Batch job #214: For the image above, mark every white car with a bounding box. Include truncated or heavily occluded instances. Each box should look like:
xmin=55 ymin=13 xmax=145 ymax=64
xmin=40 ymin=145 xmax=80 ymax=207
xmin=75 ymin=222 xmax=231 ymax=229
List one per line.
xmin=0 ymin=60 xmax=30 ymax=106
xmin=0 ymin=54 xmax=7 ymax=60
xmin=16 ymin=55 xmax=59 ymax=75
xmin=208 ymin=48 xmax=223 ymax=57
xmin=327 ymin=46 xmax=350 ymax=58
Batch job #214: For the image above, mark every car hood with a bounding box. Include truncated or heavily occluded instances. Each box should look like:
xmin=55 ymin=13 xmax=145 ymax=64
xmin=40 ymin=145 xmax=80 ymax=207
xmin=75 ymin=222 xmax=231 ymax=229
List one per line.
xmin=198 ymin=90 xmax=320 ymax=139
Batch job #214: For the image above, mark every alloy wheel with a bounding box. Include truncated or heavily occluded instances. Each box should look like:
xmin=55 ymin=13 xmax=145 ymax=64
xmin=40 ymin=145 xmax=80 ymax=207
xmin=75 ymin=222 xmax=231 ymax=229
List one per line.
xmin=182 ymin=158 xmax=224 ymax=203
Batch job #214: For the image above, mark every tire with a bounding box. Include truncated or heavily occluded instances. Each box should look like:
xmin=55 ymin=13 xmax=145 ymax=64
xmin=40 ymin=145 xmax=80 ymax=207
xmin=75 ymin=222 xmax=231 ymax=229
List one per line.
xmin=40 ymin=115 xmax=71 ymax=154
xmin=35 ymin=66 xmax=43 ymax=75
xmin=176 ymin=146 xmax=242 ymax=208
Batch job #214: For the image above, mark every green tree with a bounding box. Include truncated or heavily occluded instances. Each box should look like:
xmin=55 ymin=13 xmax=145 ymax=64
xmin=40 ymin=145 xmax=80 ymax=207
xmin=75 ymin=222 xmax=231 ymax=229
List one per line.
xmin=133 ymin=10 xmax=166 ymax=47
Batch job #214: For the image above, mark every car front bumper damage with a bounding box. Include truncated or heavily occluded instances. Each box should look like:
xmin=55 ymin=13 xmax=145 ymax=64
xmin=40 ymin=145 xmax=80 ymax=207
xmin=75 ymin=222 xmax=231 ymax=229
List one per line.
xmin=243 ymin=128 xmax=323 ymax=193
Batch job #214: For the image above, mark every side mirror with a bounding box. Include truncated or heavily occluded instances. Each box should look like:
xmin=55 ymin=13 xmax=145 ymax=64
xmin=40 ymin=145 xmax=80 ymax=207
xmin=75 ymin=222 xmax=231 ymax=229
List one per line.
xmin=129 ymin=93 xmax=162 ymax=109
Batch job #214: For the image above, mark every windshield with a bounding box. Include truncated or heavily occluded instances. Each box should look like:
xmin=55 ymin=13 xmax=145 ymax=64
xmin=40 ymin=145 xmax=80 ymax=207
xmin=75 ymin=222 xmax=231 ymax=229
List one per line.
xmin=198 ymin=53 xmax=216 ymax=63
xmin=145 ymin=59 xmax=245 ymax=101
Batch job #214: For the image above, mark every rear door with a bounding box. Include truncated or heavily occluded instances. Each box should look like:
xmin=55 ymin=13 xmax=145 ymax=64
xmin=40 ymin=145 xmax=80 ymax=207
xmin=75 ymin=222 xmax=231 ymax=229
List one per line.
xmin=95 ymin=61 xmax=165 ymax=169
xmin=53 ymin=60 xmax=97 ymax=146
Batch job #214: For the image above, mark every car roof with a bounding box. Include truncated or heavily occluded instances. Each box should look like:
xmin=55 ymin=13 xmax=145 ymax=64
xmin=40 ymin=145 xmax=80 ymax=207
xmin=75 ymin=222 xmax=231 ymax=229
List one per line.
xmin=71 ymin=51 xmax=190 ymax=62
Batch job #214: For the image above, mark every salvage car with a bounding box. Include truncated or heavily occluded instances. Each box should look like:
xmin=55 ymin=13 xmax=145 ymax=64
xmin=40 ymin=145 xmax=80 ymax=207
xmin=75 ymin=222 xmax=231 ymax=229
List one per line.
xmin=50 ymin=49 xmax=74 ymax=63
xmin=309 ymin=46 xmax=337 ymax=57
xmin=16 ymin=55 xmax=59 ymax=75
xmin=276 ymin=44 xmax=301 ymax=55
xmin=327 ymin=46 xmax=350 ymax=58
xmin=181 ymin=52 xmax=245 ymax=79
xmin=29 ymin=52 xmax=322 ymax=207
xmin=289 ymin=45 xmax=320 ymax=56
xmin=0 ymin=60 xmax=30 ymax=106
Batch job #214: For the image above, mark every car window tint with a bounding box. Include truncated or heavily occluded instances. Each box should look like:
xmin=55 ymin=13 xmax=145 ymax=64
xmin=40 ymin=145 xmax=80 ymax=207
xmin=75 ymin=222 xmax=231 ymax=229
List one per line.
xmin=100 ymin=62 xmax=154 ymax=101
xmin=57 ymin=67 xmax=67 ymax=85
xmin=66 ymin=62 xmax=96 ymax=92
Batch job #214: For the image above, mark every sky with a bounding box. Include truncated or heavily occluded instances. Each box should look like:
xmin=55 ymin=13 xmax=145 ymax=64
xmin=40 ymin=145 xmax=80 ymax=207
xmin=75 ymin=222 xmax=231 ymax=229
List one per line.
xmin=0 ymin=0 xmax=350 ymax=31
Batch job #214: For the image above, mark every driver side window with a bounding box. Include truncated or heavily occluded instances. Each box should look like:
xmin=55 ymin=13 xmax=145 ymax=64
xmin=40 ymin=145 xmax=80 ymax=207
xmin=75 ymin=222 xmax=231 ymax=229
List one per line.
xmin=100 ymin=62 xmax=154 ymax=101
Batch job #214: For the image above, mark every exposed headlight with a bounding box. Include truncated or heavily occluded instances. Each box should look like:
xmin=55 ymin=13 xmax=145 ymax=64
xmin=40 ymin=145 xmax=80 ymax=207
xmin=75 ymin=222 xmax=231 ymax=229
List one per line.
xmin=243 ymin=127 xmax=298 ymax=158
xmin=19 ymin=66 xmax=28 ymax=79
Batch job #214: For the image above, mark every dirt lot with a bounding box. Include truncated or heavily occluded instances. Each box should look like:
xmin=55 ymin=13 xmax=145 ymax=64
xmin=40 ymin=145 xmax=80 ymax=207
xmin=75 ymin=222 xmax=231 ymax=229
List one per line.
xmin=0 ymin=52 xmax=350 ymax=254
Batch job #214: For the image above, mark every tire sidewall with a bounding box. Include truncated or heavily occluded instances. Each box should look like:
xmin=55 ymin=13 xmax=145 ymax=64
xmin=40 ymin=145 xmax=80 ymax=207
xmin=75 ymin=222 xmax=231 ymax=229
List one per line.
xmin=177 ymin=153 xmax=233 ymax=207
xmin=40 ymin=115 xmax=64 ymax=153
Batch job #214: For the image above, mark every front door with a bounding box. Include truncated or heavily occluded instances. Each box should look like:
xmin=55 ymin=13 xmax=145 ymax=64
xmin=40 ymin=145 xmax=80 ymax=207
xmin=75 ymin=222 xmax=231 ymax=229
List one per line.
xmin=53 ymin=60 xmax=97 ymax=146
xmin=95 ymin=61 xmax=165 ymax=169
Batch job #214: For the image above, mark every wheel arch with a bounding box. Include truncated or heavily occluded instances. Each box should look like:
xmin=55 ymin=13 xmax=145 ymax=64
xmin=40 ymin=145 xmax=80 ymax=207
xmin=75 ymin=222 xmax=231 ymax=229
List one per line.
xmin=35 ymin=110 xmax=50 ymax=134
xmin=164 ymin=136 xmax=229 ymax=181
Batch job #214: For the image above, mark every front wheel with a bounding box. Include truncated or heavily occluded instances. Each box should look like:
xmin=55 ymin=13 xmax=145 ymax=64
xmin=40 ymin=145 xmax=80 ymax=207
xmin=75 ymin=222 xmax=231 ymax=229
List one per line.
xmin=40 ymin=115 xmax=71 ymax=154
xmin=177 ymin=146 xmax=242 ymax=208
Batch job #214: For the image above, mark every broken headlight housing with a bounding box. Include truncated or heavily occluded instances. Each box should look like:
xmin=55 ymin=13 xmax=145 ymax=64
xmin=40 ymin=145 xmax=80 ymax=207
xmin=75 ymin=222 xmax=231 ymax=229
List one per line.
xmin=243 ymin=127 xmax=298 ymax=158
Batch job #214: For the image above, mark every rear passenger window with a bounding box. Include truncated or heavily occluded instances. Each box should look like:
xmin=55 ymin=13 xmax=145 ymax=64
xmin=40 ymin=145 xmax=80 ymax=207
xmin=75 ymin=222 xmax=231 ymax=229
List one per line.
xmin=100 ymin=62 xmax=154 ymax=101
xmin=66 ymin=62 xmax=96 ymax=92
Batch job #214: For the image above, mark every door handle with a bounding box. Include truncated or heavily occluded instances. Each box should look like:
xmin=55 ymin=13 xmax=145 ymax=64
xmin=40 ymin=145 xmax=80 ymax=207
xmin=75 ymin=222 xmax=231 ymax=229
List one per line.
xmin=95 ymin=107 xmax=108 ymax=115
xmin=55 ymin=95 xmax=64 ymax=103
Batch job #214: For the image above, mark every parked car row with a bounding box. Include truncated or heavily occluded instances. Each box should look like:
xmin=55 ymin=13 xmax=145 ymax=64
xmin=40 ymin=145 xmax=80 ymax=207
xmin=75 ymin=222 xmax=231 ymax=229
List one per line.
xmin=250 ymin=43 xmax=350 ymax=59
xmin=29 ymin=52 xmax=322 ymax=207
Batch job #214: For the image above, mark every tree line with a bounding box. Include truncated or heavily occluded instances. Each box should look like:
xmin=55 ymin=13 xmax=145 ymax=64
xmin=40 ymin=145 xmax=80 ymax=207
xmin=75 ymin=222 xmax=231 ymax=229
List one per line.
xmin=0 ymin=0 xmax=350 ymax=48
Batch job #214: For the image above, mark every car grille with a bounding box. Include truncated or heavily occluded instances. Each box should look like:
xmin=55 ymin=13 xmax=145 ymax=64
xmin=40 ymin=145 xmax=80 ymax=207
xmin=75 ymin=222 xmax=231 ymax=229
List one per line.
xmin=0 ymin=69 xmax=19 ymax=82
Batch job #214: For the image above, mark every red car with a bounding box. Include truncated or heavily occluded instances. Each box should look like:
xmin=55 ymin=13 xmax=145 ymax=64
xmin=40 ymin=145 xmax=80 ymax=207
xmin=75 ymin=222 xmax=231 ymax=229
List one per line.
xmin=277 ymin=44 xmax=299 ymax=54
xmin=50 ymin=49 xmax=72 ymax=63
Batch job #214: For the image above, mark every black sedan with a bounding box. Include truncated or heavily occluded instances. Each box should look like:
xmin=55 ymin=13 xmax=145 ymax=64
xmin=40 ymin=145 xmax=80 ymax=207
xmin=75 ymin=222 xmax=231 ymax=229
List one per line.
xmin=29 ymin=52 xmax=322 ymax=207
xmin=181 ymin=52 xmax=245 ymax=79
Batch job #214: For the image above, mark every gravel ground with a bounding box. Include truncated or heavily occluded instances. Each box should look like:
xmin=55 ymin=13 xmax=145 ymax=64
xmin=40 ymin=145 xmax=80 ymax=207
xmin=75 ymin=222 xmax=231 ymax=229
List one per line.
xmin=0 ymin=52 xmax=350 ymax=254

□ □ □

[The task]: Locate every line in the listing above that contains the word "tire", and copy each such line.

[Complete output]:
Batch job #214: For the image above, mark every tire with a bounding box. Include truncated or heavily occluded instances. Each box should look like:
Batch job #214: For the image above, mark every tire sidewall with a bounding box. Include truncated or heavily occluded instances. Each box should look like:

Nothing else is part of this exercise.